BEGIN Given text

# par mes seins



## Hole

Hello!

I can't find this expression anywhere. I think I understand it, but I'm not sure. The context: a mistress abandoned by her lover because he got married talks to her friend, who tells her: "Ton règne est fini!", and she answers: "Non, par mes seins!" And then she goes on explaining why her ex lover will eventually come back to her. Is it something like: "No, or my name is not ...."?

Thanks!


----------



## Carcassonnaise

What is the date of the writing, Hole?


----------



## jetset

_for the sake of my breast_ ?


----------



## Hole

1960, I think, but it is happening in the 17 century.


----------



## Carcassonnaise

Hole said:


> 1960, I think, but it is happening in the 17 century.



By my troth... but that might be a bit cliched 17th century.


----------



## Hole

I like the one with troth  Thank you both!


----------



## Quintis

Hello,

I think it's something along the lines of :

_No, [I swear it] on my breasts, this is not over._

A similar structure to :

_On my honor, this is is not over._

I don't know if it would make sense in English to translate simply as _On my breasts_ but the basic idea is that she would be ready to bet her breasts he will come back.

END Given text
BEGIN Stored data

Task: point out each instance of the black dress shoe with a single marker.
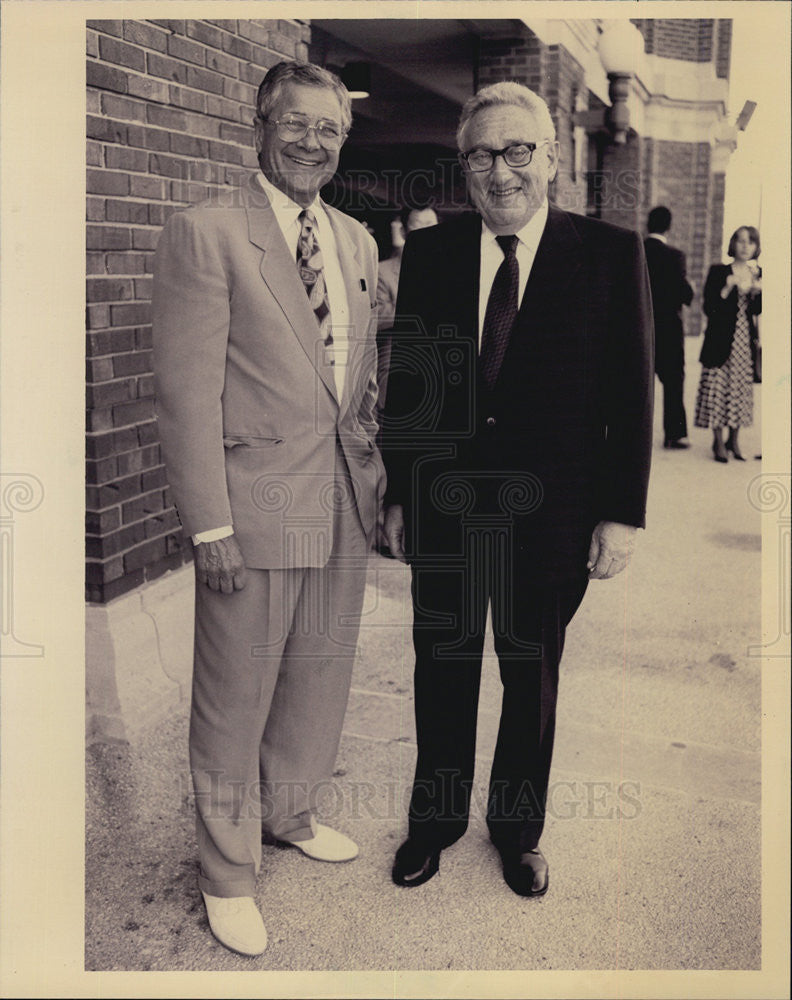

END Stored data

◆ Task instructions
[a] In the thread, what English phrase does Carcassonnaise suggest for the expression?
[b] Repeat word for word the stretch of the thread above from "I think it's" through "will come back.".
[c] List the name of each person who posts in the thread, naming each one once.

◆ Outputs by task
[a] "By my troth"

[b]
I think it's something along the lines of :

_No, [I swear it] on my breasts, this is not over._

A similar structure to :

_On my honor, this is is not over._

I don't know if it would make sense in English to translate simply as _On my breasts_ but the basic idea is that she would be ready to bet her breasts he will come back.

[c] Hole, Carcassonnaise, jetset, Quintis